[Saved entries]
++++++++++++++++++++

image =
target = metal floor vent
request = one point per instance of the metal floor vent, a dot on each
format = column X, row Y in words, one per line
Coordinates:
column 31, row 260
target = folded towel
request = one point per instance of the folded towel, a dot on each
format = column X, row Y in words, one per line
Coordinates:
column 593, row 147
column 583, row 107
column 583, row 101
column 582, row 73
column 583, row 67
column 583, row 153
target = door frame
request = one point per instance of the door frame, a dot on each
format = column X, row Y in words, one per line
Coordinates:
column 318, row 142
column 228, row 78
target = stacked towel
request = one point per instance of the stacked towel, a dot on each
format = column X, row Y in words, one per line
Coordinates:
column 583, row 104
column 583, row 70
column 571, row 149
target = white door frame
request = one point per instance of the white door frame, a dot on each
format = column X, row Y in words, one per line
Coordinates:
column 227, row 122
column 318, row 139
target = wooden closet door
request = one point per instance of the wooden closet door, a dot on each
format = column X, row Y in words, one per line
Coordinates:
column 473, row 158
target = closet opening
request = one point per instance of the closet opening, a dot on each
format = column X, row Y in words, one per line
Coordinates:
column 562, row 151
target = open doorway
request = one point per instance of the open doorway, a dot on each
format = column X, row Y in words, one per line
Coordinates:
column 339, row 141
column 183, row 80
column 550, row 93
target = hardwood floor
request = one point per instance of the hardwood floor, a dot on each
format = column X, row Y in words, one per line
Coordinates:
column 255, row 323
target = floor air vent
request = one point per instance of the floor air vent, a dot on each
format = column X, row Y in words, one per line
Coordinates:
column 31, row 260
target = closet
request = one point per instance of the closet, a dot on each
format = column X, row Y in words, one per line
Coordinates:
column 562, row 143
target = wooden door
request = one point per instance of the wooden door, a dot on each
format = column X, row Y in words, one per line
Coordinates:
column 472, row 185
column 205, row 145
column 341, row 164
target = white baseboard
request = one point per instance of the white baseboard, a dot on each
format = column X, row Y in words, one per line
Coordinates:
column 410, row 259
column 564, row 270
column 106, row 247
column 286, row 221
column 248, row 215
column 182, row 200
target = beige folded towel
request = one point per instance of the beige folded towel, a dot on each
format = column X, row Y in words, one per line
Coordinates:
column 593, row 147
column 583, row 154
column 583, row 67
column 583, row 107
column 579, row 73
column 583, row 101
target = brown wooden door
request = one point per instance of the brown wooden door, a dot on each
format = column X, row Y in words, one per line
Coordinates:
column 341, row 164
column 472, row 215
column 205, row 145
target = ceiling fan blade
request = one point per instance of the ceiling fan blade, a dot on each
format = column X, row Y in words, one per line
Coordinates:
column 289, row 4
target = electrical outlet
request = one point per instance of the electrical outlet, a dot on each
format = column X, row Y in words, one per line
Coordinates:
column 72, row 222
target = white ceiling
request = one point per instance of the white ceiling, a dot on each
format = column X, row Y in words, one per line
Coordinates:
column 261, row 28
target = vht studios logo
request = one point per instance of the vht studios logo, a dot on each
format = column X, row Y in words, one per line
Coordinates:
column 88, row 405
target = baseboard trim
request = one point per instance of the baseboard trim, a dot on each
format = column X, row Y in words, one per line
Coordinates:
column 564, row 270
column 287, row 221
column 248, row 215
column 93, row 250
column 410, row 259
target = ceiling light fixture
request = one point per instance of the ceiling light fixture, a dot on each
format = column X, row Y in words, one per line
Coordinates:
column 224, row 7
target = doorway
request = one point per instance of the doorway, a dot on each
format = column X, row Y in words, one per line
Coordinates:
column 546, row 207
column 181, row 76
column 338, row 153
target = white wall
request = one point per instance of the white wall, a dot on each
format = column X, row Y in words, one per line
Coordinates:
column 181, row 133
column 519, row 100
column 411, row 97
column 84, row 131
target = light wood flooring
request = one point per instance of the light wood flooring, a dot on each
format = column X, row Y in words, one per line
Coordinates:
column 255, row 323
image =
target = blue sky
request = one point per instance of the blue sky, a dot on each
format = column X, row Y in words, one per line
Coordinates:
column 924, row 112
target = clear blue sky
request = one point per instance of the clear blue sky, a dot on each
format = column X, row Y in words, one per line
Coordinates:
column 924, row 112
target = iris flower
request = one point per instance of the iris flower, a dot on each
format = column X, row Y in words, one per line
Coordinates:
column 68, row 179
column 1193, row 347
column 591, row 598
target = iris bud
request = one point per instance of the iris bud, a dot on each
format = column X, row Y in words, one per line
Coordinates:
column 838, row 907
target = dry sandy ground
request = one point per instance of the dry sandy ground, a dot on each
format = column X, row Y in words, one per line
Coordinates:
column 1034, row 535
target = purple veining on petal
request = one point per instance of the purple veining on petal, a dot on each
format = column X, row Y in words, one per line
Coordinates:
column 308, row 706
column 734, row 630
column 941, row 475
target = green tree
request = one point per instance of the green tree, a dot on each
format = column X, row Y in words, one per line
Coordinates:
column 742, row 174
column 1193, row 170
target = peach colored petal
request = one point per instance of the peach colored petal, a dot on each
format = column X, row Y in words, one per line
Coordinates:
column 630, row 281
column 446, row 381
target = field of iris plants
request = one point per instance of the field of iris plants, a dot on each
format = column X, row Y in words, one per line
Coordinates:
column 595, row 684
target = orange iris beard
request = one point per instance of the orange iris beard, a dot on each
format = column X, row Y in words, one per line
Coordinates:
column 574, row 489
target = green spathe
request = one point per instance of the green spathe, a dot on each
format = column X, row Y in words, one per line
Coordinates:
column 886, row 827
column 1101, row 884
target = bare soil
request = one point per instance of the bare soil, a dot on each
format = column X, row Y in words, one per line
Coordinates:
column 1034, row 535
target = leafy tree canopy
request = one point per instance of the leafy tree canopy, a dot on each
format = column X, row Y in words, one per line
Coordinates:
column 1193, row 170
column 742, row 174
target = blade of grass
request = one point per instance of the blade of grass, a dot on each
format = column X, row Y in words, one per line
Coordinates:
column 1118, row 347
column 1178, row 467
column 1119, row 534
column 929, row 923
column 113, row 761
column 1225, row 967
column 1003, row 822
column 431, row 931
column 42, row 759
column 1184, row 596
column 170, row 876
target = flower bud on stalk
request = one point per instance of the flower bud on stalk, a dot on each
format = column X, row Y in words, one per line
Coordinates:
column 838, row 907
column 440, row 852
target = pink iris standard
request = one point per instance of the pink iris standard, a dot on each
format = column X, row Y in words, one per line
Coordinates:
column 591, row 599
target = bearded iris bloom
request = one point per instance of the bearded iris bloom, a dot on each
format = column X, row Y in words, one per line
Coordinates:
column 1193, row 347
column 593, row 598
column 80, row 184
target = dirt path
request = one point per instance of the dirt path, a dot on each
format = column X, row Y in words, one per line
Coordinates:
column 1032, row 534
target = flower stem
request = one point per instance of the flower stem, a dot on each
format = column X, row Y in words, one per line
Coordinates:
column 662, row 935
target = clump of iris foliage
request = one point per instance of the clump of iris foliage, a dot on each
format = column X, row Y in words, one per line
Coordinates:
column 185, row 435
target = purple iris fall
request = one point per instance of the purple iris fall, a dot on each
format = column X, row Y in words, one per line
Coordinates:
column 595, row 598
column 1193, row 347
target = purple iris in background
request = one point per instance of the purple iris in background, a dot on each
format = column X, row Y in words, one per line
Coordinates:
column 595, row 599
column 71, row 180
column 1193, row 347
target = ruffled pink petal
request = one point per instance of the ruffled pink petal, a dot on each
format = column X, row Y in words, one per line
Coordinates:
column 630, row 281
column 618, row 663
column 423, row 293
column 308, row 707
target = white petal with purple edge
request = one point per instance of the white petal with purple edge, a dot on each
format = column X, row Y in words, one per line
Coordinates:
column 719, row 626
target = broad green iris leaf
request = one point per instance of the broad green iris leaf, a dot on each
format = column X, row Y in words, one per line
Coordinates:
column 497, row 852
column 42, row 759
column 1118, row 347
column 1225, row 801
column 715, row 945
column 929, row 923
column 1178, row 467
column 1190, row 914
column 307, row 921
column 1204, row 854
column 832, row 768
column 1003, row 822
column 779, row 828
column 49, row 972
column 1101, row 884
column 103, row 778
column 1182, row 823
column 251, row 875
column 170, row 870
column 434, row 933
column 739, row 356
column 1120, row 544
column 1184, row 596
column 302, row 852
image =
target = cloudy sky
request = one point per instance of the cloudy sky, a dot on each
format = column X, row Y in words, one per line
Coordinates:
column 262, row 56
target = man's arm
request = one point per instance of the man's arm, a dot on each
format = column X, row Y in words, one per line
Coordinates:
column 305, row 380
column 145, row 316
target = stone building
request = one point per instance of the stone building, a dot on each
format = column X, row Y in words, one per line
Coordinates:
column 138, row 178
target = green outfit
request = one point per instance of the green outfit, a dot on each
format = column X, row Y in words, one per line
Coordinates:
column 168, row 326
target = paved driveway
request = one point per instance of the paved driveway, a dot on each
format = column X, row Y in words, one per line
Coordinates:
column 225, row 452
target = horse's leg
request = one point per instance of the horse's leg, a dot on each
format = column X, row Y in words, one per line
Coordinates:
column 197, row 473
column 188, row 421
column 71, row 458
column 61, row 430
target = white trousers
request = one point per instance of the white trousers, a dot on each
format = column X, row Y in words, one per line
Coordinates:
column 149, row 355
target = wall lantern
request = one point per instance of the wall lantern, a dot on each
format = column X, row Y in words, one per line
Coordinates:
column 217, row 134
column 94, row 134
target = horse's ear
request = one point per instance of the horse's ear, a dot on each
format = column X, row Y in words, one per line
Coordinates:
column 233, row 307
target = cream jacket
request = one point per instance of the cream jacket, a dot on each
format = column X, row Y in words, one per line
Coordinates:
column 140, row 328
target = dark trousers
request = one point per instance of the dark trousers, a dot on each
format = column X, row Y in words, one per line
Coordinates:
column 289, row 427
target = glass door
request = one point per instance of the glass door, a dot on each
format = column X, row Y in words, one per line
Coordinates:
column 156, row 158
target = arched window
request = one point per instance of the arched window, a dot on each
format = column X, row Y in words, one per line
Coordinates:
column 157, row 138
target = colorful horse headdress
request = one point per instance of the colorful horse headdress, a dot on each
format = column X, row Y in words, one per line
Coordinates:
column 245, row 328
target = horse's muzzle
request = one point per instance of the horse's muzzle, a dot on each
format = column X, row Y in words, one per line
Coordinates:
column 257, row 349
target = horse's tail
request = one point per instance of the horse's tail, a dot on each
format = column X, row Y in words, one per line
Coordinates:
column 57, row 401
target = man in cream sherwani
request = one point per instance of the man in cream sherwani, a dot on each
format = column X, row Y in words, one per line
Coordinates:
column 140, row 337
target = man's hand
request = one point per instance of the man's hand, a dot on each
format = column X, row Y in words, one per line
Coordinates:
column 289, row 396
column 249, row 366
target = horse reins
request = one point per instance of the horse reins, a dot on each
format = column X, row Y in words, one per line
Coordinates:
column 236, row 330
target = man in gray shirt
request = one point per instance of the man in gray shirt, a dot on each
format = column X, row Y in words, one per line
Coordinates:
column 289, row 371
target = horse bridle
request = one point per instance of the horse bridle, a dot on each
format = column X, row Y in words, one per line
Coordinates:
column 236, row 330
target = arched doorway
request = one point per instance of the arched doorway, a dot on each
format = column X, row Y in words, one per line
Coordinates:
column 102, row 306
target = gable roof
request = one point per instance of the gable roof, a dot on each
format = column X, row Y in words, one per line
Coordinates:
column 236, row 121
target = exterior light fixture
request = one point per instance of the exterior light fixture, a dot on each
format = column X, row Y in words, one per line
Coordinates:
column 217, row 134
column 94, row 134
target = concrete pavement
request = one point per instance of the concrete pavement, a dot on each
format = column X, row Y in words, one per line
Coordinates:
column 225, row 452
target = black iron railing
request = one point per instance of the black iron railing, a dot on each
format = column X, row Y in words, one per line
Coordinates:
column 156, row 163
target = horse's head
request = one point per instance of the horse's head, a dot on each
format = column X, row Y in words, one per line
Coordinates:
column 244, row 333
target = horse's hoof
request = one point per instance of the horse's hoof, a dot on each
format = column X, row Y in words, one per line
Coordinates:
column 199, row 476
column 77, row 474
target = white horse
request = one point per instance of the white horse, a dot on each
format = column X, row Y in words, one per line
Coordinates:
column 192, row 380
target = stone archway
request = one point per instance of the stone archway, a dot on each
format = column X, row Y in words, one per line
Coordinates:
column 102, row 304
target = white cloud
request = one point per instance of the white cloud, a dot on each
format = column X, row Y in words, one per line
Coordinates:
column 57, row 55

++++++++++++++++++++

### What to work on
Tally the lines in the records that hold the word "headdress", and state only the resulting number.

### Written reply
2